▶ PAGE TEXT:
▬▬▬▬▬▬

Boston Camerata in Paris

Philharmonie de Paris. W. Beaucardet photograph

Philharmonie de Paris. W. Beaucardet photograph

Ten years is a long time. Sixty-four years, much longer. 

It’s been a decade since Anne Azéma became artistic director of the Boston Camerata—and more than six decades since the Camerata began performing. Both are a measure for the group’s profound impact on early music, and part of the reason why the Camerata will participate in a particularly memorable series of events—“Boston Weekend” in Paris, hosted by the Philharmonie de Paris—this September.

The weekend also features the touring Boston Symphony Orchestra, and includes two performances by each group, lecture presentations and collaborative rehearsals.

“The Camerata’s love affair with Paris began more than a generation ago,” Azéma says, “but among our many concert appearance in that town, this current invitation is the most exciting of all.”

Born in France, now a longtime resident of the United States, the accomplished Azéma created two programs for the weekend: The City on the Hill, spotlighting the earliest religious music of the colonies, and Liberty Tree, a pastiche of revolutionary music from the young republic.

▬▬▬▬▬▬

▶ DATA SHOWN:
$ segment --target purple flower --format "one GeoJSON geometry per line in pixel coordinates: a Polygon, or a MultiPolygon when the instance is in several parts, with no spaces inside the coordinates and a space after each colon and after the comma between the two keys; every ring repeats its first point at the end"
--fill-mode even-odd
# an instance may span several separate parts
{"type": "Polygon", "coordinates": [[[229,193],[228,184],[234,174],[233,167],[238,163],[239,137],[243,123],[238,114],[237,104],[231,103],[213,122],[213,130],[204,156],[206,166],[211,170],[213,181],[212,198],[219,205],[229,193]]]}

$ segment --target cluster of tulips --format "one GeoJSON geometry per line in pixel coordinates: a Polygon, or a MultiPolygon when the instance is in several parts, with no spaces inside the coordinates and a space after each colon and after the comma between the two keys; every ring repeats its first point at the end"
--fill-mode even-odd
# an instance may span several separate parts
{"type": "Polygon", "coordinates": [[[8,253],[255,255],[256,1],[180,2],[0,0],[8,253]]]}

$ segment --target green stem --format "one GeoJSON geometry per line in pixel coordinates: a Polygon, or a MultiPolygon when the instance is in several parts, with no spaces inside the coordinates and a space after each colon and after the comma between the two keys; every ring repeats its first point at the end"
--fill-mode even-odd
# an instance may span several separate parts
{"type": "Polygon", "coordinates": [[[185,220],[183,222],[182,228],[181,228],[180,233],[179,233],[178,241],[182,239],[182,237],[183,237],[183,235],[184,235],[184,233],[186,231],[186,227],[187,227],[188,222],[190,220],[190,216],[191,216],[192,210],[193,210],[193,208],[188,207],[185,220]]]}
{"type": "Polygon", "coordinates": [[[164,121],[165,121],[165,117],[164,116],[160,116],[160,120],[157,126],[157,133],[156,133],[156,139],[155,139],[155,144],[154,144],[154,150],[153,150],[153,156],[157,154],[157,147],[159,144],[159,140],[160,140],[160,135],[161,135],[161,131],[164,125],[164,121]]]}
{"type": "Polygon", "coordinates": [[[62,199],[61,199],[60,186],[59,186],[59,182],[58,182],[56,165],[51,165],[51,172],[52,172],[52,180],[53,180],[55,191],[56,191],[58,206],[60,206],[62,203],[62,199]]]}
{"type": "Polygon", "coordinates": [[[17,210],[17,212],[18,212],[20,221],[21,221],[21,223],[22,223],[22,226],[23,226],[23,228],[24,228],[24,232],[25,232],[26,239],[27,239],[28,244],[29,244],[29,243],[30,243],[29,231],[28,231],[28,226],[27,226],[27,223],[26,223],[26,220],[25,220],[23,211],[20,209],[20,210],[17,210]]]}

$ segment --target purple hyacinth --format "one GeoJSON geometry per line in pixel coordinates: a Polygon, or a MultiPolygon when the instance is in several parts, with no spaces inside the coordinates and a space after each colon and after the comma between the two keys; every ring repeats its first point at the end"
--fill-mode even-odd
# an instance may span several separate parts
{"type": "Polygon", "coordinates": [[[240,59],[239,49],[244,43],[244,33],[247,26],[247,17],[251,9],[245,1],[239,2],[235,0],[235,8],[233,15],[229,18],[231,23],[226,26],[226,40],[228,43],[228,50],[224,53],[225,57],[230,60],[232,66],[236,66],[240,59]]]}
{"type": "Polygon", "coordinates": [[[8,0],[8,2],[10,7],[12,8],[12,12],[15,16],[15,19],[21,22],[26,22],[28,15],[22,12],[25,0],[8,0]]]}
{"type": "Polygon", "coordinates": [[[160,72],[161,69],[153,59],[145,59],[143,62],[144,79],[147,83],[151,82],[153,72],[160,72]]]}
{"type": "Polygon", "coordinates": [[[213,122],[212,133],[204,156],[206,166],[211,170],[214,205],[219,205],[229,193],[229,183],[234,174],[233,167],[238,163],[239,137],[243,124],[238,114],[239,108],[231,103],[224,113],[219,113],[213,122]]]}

▬▬▬▬▬▬

Please check each statement against the piece on the Boston Camerata in Paris above and answer yes or no, quoting the words from that text that decide it. 1. Anne Azéma has led the Boston Camerata as artistic director for about ten years. 2. The Boston Symphony Orchestra is hosting the Boston Weekend. 3. Liberty Tree features the earliest religious music of the colonies.

1. Yes: "a decade since Anne Azéma became artistic director of the Boston Camerata"
2. No: "hosted by the Philharmonie de Paris"
3. No: "Liberty Tree, a pastiche of revolutionary music from the young republic"